* _The problem_: Reproduce the rows below word for word, starting at the line containing "correct that mask." and ending at the line containing "box: [411, 53, 461, 62]", including both of those lines.
--- START ---
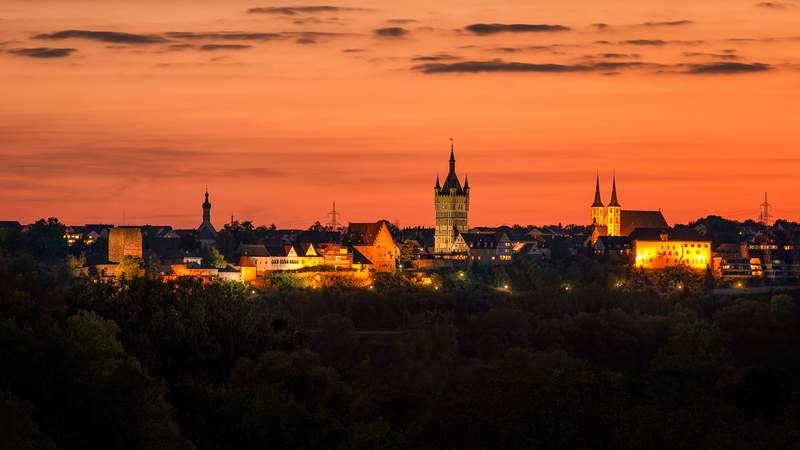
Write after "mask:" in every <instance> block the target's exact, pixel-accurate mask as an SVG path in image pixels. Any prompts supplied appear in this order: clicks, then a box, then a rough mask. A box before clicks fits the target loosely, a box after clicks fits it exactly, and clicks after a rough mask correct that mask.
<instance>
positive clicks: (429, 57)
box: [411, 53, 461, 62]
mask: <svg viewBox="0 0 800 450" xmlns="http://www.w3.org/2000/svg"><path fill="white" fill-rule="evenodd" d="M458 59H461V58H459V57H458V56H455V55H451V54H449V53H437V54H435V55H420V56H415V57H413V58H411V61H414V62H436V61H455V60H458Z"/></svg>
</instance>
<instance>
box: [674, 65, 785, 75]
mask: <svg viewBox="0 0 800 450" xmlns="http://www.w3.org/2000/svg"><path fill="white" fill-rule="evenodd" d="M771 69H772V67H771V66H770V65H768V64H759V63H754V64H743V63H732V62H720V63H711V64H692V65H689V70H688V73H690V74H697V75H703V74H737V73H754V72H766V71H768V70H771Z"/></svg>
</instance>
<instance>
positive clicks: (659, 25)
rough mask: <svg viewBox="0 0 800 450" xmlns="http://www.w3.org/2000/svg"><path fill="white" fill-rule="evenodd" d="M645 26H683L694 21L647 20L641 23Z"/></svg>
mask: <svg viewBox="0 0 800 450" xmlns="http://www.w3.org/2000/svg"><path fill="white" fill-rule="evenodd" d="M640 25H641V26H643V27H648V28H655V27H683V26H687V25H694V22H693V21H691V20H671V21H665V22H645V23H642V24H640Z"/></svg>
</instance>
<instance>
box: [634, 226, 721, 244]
--- END ---
--- START ---
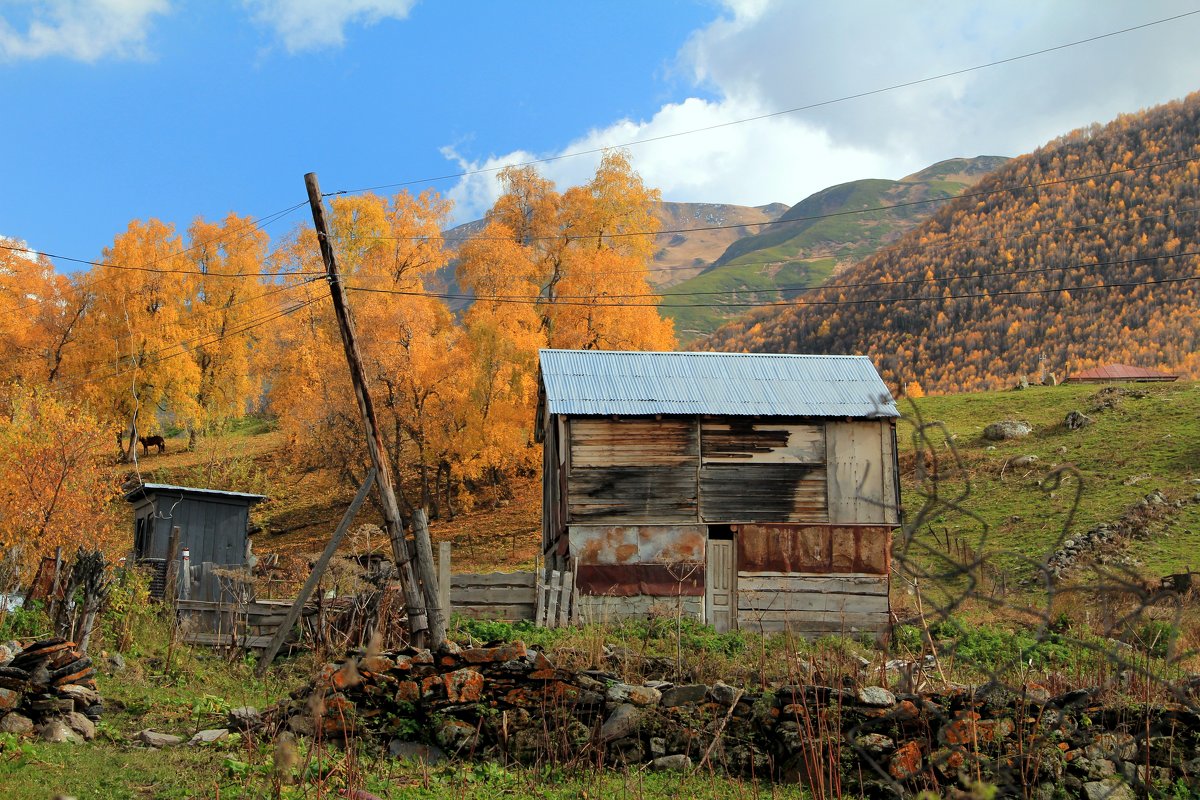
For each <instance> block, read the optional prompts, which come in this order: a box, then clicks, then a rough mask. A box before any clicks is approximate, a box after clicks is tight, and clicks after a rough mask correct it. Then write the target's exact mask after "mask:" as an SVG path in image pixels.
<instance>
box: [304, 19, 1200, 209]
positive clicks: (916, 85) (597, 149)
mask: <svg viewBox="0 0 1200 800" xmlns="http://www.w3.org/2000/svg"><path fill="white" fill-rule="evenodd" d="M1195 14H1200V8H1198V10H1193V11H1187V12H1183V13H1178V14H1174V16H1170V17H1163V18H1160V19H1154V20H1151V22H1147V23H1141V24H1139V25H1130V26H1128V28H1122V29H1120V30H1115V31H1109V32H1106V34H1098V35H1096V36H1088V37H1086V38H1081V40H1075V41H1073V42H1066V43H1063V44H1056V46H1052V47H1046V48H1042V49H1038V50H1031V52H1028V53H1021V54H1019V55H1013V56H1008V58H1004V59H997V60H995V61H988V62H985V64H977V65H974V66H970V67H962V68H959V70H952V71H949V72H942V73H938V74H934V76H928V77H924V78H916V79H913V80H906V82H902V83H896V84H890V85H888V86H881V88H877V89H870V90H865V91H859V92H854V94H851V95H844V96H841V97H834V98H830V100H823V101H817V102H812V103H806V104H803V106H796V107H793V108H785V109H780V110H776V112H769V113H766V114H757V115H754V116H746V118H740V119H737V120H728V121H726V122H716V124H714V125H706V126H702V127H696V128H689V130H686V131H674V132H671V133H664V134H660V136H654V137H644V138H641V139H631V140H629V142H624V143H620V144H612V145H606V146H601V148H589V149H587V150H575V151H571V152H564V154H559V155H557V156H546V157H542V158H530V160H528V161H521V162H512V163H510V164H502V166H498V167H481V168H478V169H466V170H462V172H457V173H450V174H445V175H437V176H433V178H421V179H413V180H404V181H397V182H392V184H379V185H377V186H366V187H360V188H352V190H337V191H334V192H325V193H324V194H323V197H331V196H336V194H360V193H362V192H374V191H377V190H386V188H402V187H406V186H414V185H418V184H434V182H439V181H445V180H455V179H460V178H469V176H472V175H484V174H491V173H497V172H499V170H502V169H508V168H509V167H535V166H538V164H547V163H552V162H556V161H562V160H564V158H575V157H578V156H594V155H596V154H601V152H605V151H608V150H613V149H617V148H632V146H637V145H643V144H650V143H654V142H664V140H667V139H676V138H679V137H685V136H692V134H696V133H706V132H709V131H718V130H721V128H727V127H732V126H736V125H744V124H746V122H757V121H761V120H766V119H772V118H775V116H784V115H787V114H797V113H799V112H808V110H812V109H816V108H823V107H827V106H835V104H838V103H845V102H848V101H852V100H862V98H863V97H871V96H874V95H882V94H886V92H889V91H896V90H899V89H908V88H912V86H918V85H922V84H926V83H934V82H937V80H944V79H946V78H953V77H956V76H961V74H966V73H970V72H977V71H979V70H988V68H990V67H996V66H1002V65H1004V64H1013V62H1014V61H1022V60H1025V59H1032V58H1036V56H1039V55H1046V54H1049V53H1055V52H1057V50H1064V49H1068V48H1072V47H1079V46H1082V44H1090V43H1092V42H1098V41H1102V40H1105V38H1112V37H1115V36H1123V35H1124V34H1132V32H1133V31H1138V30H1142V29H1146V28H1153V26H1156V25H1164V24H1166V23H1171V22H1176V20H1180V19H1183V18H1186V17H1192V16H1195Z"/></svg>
--- END ---
* _Answer to this task_:
Write after "mask:" in every <instance> block the target's exact, pixel-accurate mask as an SVG path in image pixels. Any prompts supplied appear in this order: clicks, then a box, then a rough mask. A box before clicks fits the target loosely, a box after clicks fits it exactly, and clicks after a rough mask correct that mask.
<instance>
positive clicks: (429, 57)
box: [411, 53, 461, 62]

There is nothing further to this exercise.